Start of Page text

They claimed this, also:

From today we introduce moderation and check each company that our partners want to encrypt to avoid social consequences in the future.

Right. And they have some bridges across the Reka Vop’ to sell us, also. All illegal behavior, much less terrorist behavior, if left unanswered has social consequences.

No, these…personages…have simply applied a Willy Sutton tenet to their terrorism:

Go where the money is. Go there often.

Our Federal government, actively aided by our State governments, need to get aggressive with active responses to such attacks. The time for passivity, for merely acting defensively after the fact, is long past. Terrorists, physical or cyber, network entities or state-sponsored, need to be burned to the ground.

The negligence of company CEOs, COOs, and CIOs, including those officers at Colonial Pipeline, in not being serious about hardening their systems, also badly wants sanction.

Other Implications

Automakers are starting to adjust their level of dependence on Just in Time manufacturing, a technique whereby manufacturers vastly reduce inventory holding costs by having the relevant inputs—car parts, for instance—arrive at the factory just before they’re needed. In some of the more extreme cases, that includes arriving on the moving assembly line just before it’s needed for addition to the growing product.

End of Page text
Start of Data for analysis

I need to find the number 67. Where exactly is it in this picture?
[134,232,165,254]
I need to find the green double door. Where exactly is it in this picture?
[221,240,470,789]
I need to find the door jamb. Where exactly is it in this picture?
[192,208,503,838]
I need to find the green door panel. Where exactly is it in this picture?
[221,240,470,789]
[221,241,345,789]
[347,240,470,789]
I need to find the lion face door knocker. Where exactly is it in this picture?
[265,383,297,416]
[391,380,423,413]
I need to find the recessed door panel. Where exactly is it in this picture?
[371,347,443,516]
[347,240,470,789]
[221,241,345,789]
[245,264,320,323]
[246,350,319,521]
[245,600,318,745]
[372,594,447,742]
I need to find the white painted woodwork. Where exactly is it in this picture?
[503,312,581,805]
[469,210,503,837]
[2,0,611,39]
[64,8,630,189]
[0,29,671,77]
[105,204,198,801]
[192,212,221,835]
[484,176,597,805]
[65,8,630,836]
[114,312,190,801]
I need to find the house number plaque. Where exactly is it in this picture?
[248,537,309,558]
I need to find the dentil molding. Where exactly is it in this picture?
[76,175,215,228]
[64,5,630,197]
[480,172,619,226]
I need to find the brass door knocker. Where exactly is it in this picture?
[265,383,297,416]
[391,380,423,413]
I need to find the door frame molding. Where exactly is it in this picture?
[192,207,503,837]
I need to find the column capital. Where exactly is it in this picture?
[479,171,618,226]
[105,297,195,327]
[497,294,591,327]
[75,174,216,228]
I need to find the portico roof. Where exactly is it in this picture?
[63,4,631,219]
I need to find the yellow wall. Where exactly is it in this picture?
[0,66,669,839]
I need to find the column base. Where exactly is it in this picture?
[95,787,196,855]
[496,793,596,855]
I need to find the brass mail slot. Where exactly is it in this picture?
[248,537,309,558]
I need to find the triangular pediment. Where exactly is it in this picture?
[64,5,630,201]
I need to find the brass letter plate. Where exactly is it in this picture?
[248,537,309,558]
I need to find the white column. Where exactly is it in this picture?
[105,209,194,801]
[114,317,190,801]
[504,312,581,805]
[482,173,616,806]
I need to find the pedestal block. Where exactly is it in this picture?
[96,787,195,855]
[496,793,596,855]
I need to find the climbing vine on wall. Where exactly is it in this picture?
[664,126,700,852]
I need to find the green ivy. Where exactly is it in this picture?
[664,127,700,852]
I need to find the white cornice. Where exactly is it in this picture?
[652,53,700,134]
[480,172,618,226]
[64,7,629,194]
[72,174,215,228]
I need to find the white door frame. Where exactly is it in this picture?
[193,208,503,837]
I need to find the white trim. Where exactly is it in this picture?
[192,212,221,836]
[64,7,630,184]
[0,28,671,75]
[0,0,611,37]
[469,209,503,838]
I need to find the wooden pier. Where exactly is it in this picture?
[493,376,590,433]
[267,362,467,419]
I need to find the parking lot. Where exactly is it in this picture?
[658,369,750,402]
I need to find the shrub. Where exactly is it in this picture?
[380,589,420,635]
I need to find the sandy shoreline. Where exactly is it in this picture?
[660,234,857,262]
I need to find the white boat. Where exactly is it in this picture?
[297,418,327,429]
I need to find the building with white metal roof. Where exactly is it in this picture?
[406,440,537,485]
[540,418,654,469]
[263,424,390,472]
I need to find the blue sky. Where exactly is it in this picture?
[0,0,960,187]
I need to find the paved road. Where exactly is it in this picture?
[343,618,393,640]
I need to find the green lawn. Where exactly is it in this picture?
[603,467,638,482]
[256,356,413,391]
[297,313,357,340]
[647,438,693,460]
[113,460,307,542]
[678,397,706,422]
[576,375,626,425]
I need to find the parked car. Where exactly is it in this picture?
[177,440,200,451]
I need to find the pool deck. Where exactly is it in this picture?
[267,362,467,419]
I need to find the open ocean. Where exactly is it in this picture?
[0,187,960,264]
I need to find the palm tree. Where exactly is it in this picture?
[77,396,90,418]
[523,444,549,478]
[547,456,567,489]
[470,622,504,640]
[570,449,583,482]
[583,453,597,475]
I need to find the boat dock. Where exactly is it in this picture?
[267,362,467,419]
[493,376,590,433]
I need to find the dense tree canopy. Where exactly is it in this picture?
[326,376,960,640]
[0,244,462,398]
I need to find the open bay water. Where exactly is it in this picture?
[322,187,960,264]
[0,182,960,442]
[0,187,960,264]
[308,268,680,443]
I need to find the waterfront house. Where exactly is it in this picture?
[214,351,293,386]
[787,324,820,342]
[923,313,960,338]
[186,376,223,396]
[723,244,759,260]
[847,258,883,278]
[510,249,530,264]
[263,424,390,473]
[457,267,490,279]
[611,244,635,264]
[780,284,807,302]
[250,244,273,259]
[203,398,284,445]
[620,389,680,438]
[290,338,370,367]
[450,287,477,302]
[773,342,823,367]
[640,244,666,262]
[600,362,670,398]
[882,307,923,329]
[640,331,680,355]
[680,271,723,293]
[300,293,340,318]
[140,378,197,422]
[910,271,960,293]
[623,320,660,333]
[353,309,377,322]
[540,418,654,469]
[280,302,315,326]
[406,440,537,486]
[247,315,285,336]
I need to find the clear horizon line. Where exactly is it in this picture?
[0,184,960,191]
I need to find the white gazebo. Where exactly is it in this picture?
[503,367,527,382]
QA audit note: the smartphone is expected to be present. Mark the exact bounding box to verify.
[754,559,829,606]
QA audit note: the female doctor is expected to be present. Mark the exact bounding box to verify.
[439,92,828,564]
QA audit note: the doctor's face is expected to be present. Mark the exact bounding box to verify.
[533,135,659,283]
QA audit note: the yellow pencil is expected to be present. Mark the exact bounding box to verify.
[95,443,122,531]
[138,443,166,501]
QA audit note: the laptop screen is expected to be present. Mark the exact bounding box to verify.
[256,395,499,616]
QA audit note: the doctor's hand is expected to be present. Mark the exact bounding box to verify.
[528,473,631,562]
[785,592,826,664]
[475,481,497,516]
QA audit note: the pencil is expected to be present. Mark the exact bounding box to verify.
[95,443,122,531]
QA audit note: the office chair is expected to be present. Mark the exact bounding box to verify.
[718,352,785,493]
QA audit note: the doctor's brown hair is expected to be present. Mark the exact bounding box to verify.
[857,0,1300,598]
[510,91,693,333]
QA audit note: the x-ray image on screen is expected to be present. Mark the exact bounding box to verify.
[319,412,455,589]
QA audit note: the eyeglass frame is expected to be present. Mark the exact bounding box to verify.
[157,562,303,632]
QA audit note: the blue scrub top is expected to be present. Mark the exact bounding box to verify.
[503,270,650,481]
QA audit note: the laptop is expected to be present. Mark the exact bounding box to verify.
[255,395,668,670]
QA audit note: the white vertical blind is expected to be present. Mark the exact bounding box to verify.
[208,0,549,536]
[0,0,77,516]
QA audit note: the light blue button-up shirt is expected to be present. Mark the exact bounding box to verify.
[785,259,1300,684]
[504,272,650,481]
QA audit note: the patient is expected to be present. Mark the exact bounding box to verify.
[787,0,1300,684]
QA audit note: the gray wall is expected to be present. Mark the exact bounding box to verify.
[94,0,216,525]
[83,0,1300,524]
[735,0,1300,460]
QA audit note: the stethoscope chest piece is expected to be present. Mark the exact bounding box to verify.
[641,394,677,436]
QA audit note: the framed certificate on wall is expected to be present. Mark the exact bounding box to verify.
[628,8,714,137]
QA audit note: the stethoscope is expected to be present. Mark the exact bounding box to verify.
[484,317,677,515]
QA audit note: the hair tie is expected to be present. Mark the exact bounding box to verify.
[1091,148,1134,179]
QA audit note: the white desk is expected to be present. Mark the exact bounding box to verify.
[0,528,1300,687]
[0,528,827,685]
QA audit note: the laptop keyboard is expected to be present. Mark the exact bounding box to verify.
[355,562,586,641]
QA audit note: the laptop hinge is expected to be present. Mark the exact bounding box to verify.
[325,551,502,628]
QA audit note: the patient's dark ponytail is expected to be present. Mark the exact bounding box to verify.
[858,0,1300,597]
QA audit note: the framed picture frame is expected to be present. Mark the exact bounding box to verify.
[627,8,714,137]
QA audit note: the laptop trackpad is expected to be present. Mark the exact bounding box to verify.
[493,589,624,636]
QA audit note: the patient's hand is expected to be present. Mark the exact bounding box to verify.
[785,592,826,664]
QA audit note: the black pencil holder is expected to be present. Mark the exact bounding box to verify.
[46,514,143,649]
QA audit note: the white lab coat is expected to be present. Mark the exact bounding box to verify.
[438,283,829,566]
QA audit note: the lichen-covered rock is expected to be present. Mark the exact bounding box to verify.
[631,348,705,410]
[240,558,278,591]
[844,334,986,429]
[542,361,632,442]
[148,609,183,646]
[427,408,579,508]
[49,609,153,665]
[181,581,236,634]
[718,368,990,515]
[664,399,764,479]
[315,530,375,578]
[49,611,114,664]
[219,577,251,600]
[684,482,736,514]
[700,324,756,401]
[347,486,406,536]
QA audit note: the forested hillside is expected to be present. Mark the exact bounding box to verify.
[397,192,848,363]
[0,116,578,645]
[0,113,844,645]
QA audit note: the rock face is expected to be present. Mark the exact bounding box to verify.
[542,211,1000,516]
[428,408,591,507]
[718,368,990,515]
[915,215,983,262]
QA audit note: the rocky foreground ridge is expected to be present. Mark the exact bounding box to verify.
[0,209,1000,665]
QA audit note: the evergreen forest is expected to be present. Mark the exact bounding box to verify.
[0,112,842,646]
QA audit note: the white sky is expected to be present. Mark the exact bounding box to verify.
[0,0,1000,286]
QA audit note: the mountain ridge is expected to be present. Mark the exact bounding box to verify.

End of Data for analysis

§ **Task prompt**: Reproduce the portion of the commentary on cyberattacks above, starting at "Right. And they" and ending at "has social consequences.".

§ **Output**:
Right. And they have some bridges across the Reka Vop’ to sell us, also. All illegal behavior, much less terrorist behavior, if left unanswered has social consequences.